====== Data shown
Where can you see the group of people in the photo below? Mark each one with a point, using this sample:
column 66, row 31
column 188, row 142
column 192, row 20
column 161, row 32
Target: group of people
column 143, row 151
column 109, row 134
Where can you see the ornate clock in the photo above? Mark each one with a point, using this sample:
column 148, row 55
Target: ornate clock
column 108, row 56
============
## Request
Rewrite the entries with every "Target" changed to "Object", keeping everything else unchanged.

## Task answer
Where can you see the group of people in the photo below? Mark each one with a point, using this sample:
column 66, row 31
column 188, row 142
column 192, row 20
column 161, row 32
Object: group of people
column 143, row 151
column 109, row 134
Where can you see the ornate clock in the photo above? Mark each one with a point, using this sample:
column 148, row 55
Object: ornate clock
column 108, row 56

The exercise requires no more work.